Exercise aim: Once the pictures are set aside, retype the remaining entries exactly.
┄┄┄┄┄┄┄┄┄┄
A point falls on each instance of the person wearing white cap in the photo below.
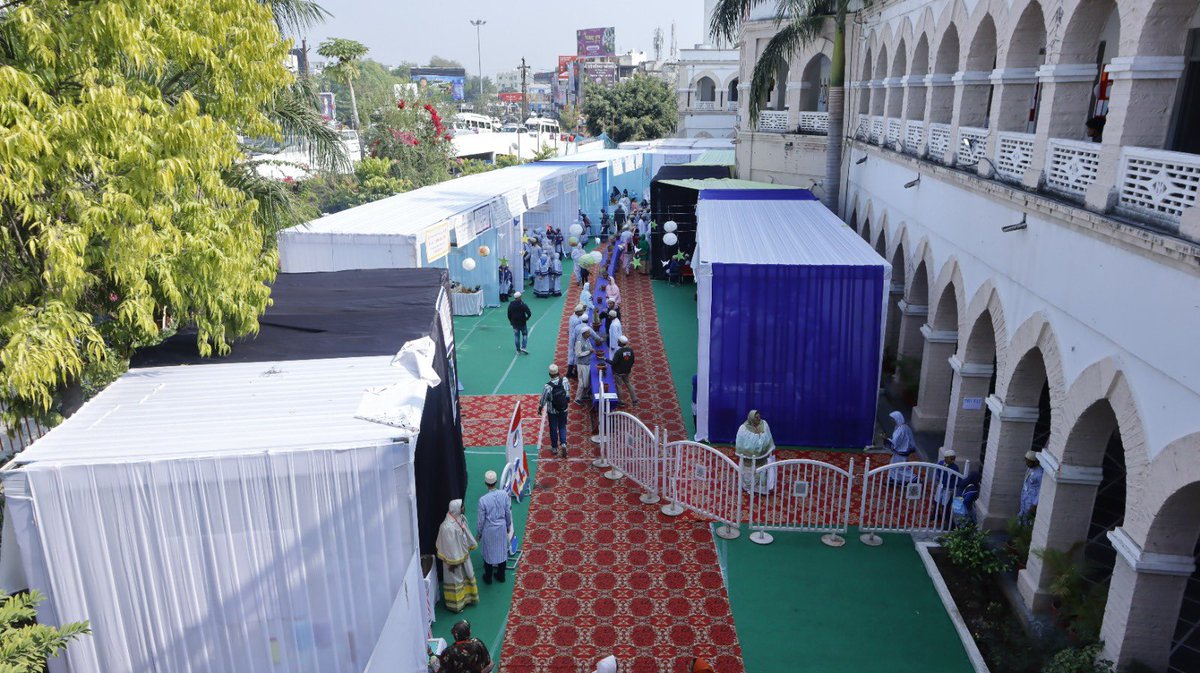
(1031, 487)
(622, 362)
(573, 334)
(493, 520)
┄┄┄┄┄┄┄┄┄┄
Answer to this exercise:
A point falls on each instance of the person wearing white cap in the photo below.
(1031, 487)
(622, 362)
(573, 334)
(493, 520)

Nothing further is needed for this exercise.